Supplied data:
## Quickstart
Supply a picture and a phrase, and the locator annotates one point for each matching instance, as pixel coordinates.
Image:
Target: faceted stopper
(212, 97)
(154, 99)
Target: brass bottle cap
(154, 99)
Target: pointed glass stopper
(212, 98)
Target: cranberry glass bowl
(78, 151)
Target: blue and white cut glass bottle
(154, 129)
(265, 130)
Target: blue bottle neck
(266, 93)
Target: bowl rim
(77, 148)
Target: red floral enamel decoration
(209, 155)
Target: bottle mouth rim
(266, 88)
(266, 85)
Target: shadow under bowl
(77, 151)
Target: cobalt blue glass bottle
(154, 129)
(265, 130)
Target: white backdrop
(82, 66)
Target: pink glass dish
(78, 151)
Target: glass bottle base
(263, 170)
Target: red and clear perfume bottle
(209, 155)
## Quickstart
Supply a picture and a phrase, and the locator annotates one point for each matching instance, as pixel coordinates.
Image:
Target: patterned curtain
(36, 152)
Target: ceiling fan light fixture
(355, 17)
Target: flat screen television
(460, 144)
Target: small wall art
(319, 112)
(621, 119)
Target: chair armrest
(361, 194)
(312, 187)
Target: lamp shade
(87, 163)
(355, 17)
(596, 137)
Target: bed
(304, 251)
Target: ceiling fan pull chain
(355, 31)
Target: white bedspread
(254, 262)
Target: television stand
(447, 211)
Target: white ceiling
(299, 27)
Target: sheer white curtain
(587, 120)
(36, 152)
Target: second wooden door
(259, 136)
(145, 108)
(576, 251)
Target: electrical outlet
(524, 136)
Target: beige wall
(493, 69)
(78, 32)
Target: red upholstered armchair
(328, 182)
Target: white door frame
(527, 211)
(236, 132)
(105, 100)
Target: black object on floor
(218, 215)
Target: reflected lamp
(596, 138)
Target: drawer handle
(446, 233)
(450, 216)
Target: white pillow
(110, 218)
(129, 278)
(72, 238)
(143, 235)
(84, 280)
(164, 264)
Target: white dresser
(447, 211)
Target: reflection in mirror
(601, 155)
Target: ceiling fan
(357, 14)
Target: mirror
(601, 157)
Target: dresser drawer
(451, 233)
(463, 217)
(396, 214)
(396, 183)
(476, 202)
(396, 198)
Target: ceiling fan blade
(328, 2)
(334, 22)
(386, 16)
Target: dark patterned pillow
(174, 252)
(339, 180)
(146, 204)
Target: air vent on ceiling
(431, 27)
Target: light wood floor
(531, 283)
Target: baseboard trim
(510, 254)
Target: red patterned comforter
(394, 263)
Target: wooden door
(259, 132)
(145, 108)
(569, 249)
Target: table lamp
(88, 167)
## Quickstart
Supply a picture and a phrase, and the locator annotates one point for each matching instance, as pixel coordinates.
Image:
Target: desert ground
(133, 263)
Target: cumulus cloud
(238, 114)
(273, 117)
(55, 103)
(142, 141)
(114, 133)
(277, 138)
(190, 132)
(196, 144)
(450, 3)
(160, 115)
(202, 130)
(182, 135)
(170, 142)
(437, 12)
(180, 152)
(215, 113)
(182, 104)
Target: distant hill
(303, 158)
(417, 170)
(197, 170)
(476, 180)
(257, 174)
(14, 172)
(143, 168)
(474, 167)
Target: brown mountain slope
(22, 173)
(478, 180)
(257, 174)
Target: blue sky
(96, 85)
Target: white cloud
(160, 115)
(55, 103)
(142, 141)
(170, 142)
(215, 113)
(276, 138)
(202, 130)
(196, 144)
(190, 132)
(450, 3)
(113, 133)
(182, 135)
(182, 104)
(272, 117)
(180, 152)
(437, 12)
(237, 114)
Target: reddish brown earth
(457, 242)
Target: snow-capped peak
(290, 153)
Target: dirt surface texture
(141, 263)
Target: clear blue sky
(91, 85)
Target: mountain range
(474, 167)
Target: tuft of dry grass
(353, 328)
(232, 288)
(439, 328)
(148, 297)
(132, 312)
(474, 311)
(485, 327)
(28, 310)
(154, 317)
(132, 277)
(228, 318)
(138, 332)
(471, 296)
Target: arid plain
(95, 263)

---

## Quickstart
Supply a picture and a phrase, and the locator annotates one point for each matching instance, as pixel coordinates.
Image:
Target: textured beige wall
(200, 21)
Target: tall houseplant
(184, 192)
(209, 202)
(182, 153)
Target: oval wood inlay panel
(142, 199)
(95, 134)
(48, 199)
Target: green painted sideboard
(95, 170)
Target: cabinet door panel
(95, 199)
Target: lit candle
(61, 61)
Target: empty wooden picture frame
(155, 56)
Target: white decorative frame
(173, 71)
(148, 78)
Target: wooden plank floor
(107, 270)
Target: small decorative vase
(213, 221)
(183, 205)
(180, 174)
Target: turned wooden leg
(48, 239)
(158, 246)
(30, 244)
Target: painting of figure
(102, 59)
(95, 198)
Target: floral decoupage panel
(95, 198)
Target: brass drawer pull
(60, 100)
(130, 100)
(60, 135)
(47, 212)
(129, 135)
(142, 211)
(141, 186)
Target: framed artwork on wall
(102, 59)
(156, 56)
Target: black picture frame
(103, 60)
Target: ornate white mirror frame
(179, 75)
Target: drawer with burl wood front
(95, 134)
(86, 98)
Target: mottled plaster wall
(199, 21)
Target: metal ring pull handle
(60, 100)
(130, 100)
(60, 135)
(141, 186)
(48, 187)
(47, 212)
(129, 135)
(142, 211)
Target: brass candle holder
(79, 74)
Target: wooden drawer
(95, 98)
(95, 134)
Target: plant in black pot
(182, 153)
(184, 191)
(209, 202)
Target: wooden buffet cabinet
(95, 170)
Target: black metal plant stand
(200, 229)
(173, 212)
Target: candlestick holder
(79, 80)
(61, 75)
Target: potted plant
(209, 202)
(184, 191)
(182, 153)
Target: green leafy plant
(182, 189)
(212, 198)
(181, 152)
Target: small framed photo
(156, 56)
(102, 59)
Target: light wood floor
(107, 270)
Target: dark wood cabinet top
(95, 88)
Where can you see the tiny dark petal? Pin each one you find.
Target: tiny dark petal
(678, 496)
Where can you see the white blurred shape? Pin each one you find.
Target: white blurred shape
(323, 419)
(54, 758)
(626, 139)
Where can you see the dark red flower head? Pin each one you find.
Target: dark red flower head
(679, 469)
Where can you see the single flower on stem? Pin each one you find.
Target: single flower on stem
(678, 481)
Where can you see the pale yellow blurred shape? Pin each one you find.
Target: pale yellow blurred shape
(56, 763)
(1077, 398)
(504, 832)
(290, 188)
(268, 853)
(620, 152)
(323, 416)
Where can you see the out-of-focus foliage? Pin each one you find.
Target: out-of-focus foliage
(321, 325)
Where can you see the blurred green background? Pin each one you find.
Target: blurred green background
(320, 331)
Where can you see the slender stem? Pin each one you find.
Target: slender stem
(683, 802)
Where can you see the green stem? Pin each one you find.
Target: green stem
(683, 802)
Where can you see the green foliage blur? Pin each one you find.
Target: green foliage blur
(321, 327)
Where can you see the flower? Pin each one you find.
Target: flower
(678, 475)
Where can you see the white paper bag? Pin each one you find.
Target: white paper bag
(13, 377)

---

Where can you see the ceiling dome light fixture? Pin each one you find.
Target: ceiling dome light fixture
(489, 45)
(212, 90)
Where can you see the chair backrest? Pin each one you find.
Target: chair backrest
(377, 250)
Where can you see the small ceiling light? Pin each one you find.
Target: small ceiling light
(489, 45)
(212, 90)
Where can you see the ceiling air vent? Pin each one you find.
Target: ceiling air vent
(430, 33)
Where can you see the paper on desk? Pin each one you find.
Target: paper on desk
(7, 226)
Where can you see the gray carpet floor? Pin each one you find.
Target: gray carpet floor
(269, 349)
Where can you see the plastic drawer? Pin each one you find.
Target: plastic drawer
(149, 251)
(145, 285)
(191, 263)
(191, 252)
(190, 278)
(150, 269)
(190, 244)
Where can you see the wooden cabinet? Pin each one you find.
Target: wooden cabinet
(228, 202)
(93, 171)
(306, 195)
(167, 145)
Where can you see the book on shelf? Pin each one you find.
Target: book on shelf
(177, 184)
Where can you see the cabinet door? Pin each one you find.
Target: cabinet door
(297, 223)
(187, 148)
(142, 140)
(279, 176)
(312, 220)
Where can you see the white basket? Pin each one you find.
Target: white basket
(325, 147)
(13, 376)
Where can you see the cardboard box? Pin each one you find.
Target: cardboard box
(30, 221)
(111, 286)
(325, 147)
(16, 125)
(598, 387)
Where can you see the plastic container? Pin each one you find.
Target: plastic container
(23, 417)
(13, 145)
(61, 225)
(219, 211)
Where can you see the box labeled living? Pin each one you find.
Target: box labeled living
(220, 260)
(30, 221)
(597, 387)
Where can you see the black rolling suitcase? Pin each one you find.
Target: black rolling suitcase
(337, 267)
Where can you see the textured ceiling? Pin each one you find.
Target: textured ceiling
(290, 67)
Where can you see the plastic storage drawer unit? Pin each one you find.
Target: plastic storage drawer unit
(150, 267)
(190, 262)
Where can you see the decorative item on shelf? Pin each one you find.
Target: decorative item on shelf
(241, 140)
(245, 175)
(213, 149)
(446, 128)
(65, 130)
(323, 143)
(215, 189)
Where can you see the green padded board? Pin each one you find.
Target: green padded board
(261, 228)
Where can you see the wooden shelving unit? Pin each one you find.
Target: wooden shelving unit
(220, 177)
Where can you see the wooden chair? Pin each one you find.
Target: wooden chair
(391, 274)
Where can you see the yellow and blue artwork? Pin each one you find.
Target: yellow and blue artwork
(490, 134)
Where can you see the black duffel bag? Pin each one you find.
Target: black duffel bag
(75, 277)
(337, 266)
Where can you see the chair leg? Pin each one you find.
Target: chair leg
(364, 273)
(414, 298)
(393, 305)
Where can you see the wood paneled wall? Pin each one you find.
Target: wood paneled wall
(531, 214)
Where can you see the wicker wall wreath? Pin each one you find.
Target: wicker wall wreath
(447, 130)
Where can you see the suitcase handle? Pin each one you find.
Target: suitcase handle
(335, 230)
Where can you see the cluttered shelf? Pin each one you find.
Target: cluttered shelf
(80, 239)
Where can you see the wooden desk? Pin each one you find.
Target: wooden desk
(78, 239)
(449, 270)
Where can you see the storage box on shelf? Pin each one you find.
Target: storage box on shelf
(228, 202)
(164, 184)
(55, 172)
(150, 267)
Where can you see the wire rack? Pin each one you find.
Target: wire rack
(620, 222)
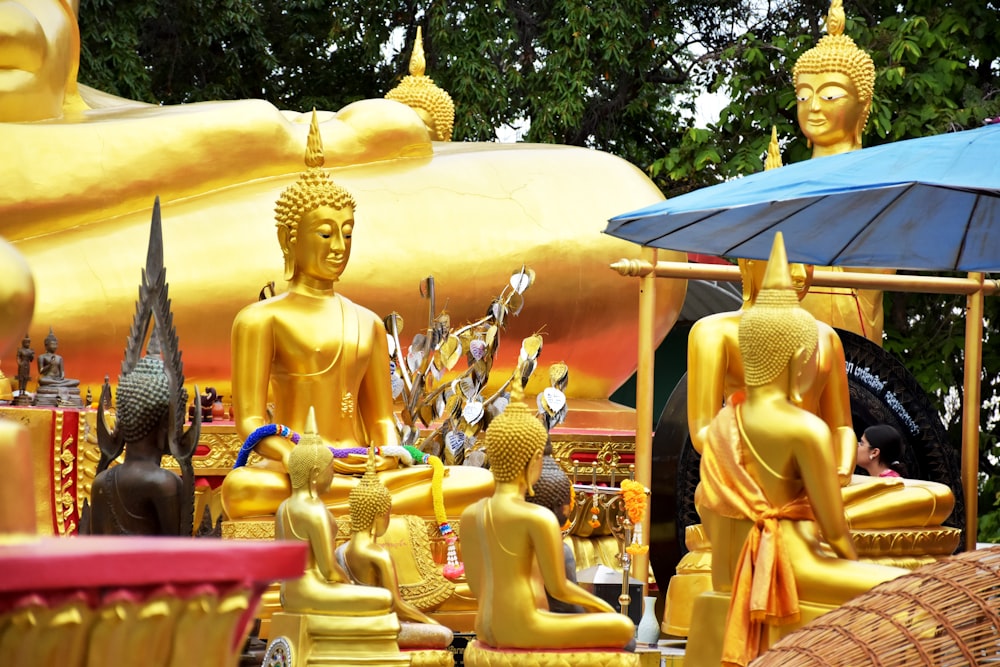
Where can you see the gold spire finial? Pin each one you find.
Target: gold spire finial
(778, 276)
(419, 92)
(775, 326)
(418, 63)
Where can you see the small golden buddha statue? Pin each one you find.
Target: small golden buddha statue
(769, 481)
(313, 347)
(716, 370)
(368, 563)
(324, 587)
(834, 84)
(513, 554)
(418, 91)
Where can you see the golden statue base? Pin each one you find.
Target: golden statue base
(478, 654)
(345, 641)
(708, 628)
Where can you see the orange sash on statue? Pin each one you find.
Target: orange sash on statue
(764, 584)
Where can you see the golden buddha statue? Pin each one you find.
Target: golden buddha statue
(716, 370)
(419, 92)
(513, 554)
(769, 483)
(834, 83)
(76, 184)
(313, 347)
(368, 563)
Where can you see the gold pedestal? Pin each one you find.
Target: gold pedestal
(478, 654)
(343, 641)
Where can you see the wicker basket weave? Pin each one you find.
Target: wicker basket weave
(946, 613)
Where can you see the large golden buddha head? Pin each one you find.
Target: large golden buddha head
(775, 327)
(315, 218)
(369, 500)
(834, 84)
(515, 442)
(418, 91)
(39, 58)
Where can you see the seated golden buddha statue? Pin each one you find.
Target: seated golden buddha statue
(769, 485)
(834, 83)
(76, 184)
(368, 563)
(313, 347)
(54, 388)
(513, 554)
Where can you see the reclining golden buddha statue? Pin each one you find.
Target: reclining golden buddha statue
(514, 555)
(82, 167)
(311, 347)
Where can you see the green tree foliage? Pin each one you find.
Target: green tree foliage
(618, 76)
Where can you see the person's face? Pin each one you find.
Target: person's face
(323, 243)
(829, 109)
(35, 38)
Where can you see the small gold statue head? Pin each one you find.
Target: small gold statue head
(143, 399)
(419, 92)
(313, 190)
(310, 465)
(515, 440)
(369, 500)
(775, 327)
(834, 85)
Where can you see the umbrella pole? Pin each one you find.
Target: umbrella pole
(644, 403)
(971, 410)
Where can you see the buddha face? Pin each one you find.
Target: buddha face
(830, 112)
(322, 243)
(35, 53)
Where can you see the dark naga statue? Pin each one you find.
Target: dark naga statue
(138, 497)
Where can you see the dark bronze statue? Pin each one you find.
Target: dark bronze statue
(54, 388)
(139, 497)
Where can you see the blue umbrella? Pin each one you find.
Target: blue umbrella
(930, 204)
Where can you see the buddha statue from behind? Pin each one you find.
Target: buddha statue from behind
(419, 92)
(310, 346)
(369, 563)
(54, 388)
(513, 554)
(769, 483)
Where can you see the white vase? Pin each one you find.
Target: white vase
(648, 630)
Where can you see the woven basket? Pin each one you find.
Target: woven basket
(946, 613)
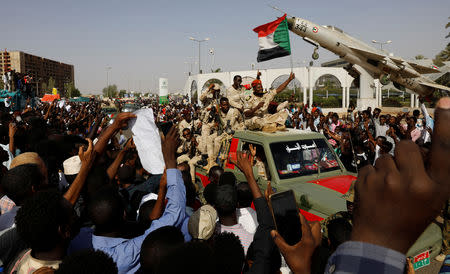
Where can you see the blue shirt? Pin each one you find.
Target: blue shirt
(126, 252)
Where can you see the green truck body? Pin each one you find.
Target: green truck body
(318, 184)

Problem description: Your task is to retype the entries verbatim, starting with the line that holds "Where can you see the chair backrest?" and stopping after the line that holds "Where can you see the decorative".

Reply to the task:
Where can you see the chair backrest? Pin each one you find.
Target: chair backrest
(377, 250)
Where can you see the small ceiling light? Pin each one you find.
Target: small ceiling light
(489, 45)
(212, 90)
Where can you see the ceiling air vent? Pin each one you find.
Target: ceiling air vent
(430, 33)
Where can you see the paper on desk? Pin each one you find.
Target: paper on desk
(7, 226)
Where can you see the gray carpet floor? Pin each one you find.
Target: gray carpet floor
(269, 349)
Where can you see the plastic drawer? Pin each one you find.
Target: plastic drawer
(149, 251)
(145, 285)
(191, 263)
(191, 252)
(190, 278)
(150, 269)
(190, 244)
Where can you see the wooden cabinet? Pin each one you find.
Target: wooden cabinet
(228, 202)
(93, 171)
(306, 195)
(167, 145)
Where can you see the book on shelf? Pin each one you find.
Target: book on shelf
(177, 184)
Where can you see the cabinet door? Pin each one you find.
Target: cabinet door
(297, 223)
(187, 148)
(142, 140)
(279, 176)
(312, 220)
Where can you see the white basket? Pin each one you find.
Target: white basket
(325, 147)
(13, 376)
Where can you see the cardboard box? Pin each one you find.
Target: cardboard box
(30, 221)
(111, 286)
(325, 147)
(16, 125)
(598, 387)
Where can you see the plastic container? Pin each one you find.
Target: plastic container
(23, 417)
(13, 145)
(61, 225)
(219, 211)
Where can you see the box labeled living? Pin each one you find.
Target: box labeled living
(220, 260)
(30, 221)
(597, 387)
Where can you see the black rolling suitcase? Pin each one you find.
Target: black rolling suitcase
(337, 267)
Where can you see the textured ceiling? Pin each one you find.
Target: textured ceiling
(290, 67)
Where can you see the plastic storage drawer unit? Pin each one you find.
Target: plastic storage drawer unit
(150, 267)
(190, 262)
Where can you see the decorative item on shelf? Pin each one you find.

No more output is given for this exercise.